▶ **REQUIREMENT**: Rewrite every line of the listing below between the line containing "Instruction: identify the stone" and the line containing "0 169 474 315", inclusive, with each bounding box coordinate multiplied by 0.35 and rounded to the nearest whole number, halves rounded up. Copy the other lines in that span word for word, and give only that span.

▶ **DATA ENTRIES**:
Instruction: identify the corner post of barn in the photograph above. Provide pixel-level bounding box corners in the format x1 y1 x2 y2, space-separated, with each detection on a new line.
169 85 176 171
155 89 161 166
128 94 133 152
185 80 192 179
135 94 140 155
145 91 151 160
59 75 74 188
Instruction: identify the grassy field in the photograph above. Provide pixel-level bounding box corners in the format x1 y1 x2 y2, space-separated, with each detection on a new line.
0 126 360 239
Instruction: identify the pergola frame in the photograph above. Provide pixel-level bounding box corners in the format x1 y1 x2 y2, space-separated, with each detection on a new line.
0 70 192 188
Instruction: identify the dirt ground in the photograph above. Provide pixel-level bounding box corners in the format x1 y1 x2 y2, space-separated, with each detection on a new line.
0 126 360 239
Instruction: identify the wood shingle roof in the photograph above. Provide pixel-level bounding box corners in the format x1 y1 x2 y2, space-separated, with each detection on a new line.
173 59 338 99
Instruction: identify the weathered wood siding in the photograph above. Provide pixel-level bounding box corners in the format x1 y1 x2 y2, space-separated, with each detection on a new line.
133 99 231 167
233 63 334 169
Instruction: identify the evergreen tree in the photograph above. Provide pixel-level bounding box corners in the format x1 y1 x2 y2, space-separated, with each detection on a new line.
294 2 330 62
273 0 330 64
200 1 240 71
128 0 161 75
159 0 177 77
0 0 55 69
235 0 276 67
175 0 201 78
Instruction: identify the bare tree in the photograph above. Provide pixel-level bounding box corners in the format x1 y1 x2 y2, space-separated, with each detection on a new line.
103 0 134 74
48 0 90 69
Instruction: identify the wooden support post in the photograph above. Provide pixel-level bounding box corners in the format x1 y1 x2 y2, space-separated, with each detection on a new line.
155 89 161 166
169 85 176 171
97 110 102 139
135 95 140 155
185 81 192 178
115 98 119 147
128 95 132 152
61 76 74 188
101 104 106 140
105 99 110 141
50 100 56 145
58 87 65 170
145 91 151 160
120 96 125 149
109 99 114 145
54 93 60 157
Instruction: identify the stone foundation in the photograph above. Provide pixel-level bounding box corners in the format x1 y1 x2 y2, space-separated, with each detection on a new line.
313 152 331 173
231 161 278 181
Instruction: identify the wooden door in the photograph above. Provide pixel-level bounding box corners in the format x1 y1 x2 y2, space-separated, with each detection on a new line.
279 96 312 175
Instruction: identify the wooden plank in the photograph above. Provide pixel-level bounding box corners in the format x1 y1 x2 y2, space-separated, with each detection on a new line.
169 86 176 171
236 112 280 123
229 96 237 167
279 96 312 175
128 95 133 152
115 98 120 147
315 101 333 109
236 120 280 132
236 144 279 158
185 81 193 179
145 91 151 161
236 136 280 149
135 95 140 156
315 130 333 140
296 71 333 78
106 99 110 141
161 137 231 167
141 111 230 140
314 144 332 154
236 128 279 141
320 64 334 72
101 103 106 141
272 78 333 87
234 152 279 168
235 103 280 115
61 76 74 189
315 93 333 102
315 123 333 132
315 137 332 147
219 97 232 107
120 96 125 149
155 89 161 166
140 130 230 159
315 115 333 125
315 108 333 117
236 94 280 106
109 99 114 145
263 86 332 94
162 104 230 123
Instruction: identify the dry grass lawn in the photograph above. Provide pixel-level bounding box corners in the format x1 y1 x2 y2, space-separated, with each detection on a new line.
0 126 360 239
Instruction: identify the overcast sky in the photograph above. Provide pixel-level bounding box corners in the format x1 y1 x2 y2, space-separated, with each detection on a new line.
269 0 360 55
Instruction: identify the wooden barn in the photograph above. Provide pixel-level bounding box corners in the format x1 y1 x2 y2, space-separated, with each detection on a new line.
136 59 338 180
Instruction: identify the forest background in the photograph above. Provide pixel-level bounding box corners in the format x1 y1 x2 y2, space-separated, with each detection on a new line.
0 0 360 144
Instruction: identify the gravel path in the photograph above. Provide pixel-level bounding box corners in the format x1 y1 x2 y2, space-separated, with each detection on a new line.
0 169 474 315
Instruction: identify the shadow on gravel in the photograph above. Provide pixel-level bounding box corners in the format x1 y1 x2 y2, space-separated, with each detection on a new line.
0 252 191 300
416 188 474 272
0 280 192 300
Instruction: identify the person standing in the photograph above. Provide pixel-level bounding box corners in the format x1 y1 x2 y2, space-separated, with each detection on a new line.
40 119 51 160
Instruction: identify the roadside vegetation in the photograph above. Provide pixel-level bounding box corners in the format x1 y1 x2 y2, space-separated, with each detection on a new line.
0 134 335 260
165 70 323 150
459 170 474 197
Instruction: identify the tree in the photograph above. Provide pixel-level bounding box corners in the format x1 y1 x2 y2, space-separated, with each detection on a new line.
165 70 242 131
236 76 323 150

▶ **SOLUTION BELOW**:
Instruction: identify the stone foundation in the photograph above. Provide pixel-level bounding box corners in the format x1 y1 x2 y2, space-separated, with each detection on a new line.
110 53 116 61
81 56 97 63
Instruction: identify the wooden door in the photograph above. Provide pixel-level bounding box corners in the format x1 y1 x2 y2, space-separated, with each detection on a new line.
98 34 109 61
Instruction: identify the wooden plank in the photograph above. Provide pixel-level bounding box corners in the format x1 y1 x2 y2, space-separated, with each detection on a new line.
59 30 62 60
83 39 98 43
80 34 83 58
98 34 109 61
45 33 47 53
40 34 42 51
110 35 117 38
83 42 98 46
83 50 98 55
65 28 68 63
51 32 53 56
83 48 98 52
47 33 49 55
110 46 117 49
104 25 117 27
37 35 39 49
56 48 81 58
49 39 81 49
110 50 116 54
83 45 98 49
112 22 117 25
35 36 37 49
95 27 117 30
82 53 98 59
82 36 98 40
21 27 26 66
110 33 117 36
110 43 117 46
110 48 116 51
77 34 81 37
42 34 44 52
54 31 56 58
49 46 81 56
110 40 117 44
110 38 117 41
83 33 98 37
38 35 40 51
92 30 116 33
57 36 81 43
Instruction: identify the dry grass lawn in the photograph above. Provide pixel-level bounding box corners in the format x1 y1 x2 y2, space-separated, with each detection on a new line.
0 44 126 84
Instruction: identify the overcast sky in the photograph above. Provide pixel-level bounding box corners in the format x1 y1 x2 y2, space-separated, with each detection on a new line.
94 0 126 19
Instruction: identify the wooden barn in the photograph above. Provide pixel-level bounding box corners in the format x1 y1 x2 y2, space-separated, with each detection on a new line.
48 21 118 63
Instruction: identify the forest background in the photograph above. Provide pixel-level bounding box corners in the format x1 y1 x2 y2, space-separated, with each detection on a new line.
0 0 126 50
Instruction: identify the gravel path in the photograph above. Provide pixel-level bounding box corners in the format x1 y1 x2 y2, space-separated, with each detection on a new line.
0 59 166 110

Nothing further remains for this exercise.